What the task asks: Please count the lines in the data below that hold the word "before", and give only the number.
(Input material)
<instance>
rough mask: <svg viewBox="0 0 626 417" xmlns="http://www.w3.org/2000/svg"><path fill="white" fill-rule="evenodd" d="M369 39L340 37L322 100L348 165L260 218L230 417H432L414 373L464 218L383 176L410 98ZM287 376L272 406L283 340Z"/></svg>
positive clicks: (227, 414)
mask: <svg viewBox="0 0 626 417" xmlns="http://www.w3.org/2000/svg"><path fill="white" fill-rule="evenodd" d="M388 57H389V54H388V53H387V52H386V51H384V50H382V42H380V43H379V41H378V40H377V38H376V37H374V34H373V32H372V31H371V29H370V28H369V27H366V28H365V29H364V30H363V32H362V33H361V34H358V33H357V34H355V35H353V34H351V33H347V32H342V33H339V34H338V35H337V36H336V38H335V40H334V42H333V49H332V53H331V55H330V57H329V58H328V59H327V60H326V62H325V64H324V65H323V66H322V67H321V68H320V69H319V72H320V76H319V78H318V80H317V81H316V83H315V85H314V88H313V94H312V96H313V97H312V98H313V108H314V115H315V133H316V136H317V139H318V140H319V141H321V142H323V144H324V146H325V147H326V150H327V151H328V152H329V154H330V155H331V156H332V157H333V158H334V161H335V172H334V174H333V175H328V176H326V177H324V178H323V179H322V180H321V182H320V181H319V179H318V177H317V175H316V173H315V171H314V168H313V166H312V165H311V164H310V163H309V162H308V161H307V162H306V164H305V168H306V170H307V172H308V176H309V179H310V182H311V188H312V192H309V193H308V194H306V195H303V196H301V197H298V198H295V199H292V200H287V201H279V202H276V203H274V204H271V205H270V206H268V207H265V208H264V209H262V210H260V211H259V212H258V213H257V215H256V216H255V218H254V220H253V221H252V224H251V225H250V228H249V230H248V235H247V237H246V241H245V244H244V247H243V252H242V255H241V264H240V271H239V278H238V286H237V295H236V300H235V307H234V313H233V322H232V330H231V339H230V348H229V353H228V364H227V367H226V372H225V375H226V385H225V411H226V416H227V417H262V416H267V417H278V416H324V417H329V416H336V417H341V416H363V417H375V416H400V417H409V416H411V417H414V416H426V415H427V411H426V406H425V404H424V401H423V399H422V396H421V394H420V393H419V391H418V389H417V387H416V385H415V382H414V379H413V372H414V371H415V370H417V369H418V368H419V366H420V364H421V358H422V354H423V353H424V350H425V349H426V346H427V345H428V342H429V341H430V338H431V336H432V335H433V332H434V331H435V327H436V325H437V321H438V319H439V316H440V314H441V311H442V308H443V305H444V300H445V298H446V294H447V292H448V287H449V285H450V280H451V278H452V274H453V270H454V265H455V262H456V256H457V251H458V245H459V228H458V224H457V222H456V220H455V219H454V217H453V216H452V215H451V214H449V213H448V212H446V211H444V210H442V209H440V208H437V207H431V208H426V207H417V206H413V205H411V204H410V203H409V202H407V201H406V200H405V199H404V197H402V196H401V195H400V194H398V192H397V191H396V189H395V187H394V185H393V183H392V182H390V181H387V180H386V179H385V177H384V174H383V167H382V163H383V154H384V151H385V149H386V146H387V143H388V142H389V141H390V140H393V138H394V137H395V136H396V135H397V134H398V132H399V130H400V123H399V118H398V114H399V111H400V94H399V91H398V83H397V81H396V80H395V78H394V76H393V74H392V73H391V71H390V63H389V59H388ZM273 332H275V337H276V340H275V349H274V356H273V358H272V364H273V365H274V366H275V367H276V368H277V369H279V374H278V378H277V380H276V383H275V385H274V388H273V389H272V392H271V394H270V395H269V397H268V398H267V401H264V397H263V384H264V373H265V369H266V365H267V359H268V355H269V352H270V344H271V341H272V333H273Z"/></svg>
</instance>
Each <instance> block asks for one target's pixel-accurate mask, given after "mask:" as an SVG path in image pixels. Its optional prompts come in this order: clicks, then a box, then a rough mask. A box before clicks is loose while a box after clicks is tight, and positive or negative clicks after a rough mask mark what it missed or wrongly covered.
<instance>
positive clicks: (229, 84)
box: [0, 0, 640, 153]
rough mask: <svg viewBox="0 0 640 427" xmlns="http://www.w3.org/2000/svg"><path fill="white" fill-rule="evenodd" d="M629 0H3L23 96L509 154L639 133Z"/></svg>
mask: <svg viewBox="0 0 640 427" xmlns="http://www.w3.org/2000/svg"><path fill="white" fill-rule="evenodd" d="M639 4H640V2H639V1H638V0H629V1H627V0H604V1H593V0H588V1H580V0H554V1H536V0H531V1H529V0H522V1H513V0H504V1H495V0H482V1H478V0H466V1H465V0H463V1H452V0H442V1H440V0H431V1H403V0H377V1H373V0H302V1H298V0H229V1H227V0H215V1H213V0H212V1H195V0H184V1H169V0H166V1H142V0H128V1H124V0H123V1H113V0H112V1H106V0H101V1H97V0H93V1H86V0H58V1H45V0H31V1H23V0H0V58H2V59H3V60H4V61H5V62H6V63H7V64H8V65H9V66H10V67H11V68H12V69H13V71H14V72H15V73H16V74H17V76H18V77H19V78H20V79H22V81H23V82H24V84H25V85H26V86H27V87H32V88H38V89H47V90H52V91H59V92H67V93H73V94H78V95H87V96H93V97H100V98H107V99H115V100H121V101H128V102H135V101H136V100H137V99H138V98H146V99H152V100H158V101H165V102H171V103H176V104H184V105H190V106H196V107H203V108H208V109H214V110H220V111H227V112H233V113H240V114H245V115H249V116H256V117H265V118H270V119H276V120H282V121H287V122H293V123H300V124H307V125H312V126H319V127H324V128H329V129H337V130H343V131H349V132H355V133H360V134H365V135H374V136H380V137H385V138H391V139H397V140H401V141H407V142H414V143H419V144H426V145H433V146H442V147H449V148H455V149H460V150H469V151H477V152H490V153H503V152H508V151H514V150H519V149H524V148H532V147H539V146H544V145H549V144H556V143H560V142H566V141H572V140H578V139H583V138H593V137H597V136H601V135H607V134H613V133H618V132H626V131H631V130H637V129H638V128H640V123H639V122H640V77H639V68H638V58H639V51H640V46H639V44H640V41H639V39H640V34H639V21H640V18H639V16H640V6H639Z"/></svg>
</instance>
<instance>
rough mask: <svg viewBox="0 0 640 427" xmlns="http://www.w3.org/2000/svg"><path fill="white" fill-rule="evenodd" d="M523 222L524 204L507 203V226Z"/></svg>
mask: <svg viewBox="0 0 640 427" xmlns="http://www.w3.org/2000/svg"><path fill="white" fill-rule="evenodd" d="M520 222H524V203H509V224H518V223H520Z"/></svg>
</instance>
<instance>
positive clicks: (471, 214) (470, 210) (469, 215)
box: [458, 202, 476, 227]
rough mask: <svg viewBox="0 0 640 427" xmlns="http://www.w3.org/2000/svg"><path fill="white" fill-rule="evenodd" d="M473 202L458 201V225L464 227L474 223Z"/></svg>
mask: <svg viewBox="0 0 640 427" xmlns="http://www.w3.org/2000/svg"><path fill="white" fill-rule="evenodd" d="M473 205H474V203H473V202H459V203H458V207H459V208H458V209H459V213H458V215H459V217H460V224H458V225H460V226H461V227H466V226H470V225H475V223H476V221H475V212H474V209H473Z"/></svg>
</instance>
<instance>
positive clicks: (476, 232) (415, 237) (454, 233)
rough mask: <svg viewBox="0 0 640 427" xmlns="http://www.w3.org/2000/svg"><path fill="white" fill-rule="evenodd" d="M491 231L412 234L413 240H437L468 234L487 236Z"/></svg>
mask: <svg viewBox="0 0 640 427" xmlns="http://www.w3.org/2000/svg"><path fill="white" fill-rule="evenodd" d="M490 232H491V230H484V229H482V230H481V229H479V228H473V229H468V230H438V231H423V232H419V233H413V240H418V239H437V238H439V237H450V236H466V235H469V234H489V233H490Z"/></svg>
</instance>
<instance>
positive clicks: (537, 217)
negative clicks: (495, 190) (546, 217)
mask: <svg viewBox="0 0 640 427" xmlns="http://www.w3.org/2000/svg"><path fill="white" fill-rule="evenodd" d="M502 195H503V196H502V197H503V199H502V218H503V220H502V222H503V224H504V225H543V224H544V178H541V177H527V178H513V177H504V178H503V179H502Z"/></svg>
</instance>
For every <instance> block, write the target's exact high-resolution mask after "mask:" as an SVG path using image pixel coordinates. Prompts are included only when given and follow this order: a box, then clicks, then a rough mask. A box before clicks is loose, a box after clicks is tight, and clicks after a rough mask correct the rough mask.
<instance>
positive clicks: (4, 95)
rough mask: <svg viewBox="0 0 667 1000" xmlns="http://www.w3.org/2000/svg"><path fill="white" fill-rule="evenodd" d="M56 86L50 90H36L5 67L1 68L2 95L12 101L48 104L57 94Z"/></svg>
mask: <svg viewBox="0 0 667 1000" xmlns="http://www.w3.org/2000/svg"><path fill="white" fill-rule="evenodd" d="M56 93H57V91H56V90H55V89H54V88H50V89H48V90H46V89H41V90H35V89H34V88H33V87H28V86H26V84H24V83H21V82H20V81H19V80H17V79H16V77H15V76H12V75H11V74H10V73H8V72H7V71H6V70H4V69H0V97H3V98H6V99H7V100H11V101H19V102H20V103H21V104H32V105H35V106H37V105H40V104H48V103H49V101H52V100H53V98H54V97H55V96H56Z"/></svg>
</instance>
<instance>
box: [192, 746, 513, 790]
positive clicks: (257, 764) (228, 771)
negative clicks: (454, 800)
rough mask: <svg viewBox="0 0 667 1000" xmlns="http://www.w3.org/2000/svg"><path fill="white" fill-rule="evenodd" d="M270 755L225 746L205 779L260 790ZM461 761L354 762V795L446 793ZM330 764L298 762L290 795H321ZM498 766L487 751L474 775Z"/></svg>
(End Input material)
Worked solution: 2